§ **Extract provided**:
* * * * *
In Local, more than a dozen of the long-suffering photo staff's best images in 2013 appear on L-1 and L-3. 

Why isn't the best of the best on Page 1 today?


Sunday, December 29, 2013

In 2013, we saw many lows at our local daily newspaper

A Bogota fire truck on a rainy day in Hackensack. These words appear on the back of the truck, under the painted American flag: "All Gave Some ... Some Gave All. 9-11-01." All gave some? Not sure what that means, but the tribute shows why the world needs more copy editors.


By VICTOR E. SASSON
Editor

Echoing the theme of sections in today's Sunday edition, The Record of Woodland Park tried mightily under a former Times editor to hit highs in 2013.

But the sad reality is Editor Marty Gottlieb, who traded Paris for Paramus, continued to be weighed down by the dysfunctional local-news operation he inherited.

Head Assignment Editor Deirdre Sykes, who is on a prolonged sick leave, and Deputy Assignment Editor Dan Sforza are two lifers who bungled just about every breaking news story that came their way, as well as routine local coverage.

Decline in quality

And the quality of reporting, writing and fact-checking -- in news stories and columns, headlines and photo captions -- declined drastically.

Publisher Stephen A. Borg's decision to downsize the staff and abandon Hackensack several years ago led to the merger of The Record and Herald News staffs in a smaller Woodland Park newsroom.

The Herald News contributed some accomplished reporters and writers, but the editors and copy editors from the smaller daily have been uniformly mediocre and they have dumbed down content.

Houlton factor

Borg's economy moves also led to the dismissal of four veteran copy editors and the departure of Nancy Cherry, who alone upheld standards of writing, grammar and fact-checking as co-chief of The Record's news copy desk.

With the elevation of Liz Houlton to production editor from head of the features copy desk, where she had earned the title of "Queen of Errors," the sad outcome was predictable -- an unprecedented decline in quality.

Hackensack news

As a resident of Hackensack and an independent City Council candidate in the May election, I welcomed a dramatic improvement in news coverage that began in June after a reform slate defeated allies of the ruling Zisa family.

But I still haven't seen any meaningful coverage of many other towns or their struggling downtowns, and The Record's transportation reporters continue to ignore increasing traffic congestion and officials' refusal to expand mass transit.
* * * * *
§ **Provided information**:
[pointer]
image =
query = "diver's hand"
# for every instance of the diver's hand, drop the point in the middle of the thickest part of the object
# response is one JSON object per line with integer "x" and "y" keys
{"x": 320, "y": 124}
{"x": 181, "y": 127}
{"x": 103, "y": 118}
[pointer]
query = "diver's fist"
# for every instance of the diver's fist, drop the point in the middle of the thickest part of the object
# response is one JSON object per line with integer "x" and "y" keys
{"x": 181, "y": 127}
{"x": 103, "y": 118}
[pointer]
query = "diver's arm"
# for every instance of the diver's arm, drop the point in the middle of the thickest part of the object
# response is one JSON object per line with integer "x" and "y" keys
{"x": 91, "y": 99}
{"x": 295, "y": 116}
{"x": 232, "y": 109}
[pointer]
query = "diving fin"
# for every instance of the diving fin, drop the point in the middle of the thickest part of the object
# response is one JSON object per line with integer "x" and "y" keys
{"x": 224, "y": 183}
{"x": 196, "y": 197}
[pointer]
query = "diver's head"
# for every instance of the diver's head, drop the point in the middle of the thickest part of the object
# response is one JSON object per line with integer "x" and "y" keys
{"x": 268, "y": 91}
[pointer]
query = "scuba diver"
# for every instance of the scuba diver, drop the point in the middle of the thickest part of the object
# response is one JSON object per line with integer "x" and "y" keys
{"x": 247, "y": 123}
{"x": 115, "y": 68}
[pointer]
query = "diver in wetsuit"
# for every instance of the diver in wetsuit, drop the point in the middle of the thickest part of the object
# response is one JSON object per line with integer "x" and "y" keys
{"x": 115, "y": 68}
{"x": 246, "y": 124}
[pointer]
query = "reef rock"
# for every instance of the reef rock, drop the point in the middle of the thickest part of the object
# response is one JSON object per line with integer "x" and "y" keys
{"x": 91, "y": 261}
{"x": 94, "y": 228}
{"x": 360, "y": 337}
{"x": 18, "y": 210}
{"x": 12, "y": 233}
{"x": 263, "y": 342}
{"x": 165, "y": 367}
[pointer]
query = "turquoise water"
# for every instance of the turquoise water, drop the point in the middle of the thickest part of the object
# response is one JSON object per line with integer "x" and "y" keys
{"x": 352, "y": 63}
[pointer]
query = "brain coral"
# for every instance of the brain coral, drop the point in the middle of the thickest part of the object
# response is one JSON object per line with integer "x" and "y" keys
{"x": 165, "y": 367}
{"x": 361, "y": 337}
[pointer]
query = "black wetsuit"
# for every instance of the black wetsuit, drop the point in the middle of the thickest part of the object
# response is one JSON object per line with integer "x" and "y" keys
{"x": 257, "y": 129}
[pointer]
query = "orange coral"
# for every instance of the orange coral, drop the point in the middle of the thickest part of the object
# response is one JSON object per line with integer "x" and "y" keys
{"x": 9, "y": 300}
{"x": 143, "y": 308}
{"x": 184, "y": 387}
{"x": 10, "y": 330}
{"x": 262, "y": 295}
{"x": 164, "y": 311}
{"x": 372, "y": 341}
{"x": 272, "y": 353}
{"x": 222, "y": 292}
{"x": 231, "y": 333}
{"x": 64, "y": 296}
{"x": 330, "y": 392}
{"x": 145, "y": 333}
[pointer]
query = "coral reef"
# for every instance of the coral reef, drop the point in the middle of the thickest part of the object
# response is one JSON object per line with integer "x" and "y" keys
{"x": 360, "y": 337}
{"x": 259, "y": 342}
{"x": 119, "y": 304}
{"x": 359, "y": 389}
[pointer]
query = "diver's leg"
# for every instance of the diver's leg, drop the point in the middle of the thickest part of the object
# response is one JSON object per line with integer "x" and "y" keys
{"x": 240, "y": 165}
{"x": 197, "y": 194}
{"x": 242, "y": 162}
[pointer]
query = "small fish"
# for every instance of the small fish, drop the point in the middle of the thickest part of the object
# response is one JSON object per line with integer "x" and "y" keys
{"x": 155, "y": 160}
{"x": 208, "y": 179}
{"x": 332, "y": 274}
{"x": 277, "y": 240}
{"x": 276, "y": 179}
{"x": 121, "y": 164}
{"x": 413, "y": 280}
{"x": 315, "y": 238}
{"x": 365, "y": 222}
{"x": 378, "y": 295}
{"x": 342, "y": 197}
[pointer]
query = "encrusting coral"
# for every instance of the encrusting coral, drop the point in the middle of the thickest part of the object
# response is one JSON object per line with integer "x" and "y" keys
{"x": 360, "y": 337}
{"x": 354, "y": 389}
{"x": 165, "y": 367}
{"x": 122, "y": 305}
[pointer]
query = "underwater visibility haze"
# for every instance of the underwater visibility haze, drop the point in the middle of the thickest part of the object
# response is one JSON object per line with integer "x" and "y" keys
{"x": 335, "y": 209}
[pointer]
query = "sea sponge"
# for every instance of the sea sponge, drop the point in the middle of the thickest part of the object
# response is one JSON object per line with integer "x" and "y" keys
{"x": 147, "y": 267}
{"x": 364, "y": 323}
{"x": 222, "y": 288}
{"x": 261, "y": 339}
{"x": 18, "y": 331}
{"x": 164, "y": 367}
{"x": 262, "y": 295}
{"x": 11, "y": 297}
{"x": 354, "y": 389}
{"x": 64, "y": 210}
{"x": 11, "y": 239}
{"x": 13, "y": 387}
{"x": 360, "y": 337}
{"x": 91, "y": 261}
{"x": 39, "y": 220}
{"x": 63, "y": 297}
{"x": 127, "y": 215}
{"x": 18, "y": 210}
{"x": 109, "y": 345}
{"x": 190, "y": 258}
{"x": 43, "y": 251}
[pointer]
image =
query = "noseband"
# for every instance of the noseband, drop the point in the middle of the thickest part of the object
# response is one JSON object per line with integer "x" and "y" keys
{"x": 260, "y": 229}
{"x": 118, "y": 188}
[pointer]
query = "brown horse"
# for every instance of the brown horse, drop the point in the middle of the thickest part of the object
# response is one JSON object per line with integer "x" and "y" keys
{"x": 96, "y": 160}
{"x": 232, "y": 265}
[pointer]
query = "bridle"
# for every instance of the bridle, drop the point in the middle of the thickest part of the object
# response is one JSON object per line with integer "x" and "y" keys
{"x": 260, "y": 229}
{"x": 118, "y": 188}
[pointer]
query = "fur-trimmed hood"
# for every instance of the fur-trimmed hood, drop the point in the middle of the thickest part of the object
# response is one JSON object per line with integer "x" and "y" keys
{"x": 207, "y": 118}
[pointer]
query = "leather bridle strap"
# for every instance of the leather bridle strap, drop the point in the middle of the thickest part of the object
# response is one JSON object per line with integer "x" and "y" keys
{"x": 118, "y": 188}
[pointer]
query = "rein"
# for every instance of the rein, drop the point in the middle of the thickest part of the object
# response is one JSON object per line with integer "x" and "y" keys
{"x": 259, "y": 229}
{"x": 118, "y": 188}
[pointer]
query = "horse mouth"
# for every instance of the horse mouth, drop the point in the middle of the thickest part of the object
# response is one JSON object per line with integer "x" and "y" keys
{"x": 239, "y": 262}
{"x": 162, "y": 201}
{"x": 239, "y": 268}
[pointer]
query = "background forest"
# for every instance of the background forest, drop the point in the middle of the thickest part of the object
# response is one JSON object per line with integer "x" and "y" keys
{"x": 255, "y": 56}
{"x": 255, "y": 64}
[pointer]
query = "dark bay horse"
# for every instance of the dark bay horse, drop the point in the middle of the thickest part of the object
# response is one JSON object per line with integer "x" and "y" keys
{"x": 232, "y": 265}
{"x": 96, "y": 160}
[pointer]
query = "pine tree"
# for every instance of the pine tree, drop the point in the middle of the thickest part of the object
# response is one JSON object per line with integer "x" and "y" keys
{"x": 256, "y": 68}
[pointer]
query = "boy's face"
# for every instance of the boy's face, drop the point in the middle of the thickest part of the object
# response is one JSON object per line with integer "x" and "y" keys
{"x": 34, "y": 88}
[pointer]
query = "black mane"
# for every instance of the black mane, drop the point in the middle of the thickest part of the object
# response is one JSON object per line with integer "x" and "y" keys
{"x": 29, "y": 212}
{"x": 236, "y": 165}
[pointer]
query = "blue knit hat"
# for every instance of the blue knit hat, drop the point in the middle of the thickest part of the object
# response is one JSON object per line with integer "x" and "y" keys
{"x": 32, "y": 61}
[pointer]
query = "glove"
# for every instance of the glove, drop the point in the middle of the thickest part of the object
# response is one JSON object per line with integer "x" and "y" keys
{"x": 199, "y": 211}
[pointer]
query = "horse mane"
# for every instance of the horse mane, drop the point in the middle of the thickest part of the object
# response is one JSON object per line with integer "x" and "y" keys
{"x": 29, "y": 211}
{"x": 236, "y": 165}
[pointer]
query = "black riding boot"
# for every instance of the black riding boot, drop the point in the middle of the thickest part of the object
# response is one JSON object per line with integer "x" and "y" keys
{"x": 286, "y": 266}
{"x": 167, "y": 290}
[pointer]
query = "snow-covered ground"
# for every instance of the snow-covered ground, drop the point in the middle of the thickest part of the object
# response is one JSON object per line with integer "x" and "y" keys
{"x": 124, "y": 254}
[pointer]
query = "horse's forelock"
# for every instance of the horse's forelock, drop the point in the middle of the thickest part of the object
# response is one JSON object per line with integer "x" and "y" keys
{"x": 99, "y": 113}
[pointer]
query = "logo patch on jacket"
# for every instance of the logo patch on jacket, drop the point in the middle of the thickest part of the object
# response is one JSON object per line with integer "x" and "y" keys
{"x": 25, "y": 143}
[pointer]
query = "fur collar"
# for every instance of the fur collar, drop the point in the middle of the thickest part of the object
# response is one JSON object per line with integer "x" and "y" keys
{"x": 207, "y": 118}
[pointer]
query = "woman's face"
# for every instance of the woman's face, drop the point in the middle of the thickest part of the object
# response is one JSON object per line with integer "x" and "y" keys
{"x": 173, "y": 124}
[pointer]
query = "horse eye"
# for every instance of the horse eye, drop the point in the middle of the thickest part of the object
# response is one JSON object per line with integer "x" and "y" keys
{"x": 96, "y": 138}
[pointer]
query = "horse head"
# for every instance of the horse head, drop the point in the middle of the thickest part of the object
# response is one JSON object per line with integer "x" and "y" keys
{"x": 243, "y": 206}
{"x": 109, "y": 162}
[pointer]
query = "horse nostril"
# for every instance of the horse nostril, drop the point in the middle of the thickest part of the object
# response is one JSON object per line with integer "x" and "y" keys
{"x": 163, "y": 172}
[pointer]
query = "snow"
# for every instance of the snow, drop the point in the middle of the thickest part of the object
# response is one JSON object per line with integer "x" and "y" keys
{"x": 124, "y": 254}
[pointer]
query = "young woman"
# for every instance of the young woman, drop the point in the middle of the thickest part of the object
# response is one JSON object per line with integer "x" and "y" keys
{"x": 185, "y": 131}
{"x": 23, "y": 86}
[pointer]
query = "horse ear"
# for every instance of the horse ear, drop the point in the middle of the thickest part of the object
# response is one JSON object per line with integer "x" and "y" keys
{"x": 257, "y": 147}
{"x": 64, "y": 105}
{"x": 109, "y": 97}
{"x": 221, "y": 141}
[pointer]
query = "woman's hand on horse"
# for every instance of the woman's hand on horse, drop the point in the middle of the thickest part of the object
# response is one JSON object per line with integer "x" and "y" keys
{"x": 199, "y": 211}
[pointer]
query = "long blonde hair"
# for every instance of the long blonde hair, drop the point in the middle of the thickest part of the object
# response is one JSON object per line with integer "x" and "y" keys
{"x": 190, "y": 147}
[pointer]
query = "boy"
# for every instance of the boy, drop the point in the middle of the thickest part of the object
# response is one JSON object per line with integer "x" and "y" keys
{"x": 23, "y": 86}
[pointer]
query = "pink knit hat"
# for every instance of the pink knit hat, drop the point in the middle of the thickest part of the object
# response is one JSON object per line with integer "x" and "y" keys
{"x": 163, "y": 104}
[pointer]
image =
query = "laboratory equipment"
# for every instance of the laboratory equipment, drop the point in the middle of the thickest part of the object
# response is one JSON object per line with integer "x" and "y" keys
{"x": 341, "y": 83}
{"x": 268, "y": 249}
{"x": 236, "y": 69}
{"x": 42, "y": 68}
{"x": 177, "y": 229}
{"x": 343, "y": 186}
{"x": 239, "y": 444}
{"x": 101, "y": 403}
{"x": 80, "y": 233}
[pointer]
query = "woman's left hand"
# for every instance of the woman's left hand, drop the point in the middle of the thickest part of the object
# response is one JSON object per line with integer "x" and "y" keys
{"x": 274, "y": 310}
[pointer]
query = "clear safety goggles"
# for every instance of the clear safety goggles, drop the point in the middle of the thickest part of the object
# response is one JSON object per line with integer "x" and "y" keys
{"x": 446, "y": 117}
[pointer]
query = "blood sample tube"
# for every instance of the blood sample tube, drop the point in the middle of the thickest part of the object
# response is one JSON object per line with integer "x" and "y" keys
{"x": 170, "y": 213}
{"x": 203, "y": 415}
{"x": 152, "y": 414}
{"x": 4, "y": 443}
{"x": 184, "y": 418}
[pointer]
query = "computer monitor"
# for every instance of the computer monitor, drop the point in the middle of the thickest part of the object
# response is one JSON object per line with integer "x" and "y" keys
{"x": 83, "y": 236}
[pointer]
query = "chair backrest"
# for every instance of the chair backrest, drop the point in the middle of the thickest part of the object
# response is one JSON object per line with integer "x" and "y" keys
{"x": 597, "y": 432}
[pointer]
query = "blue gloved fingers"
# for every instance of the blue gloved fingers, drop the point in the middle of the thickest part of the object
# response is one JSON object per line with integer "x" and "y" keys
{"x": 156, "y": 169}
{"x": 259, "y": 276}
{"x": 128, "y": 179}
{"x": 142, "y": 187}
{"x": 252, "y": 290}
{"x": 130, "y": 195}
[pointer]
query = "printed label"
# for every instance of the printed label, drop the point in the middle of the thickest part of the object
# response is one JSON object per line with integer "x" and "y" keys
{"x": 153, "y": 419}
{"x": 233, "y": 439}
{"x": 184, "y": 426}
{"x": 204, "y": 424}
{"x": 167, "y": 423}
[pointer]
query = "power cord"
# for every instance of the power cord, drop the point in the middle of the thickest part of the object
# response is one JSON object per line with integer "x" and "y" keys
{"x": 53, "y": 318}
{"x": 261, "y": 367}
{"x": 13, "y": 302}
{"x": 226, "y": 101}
* * * * *
§ **What the task asks**:
Can you reproduce the passage of the newspaper critique from "Head Assignment Editor" up to and including "routine local coverage.", word for word?

§ **Exercise output**:
Head Assignment Editor Deirdre Sykes, who is on a prolonged sick leave, and Deputy Assignment Editor Dan Sforza are two lifers who bungled just about every breaking news story that came their way, as well as routine local coverage.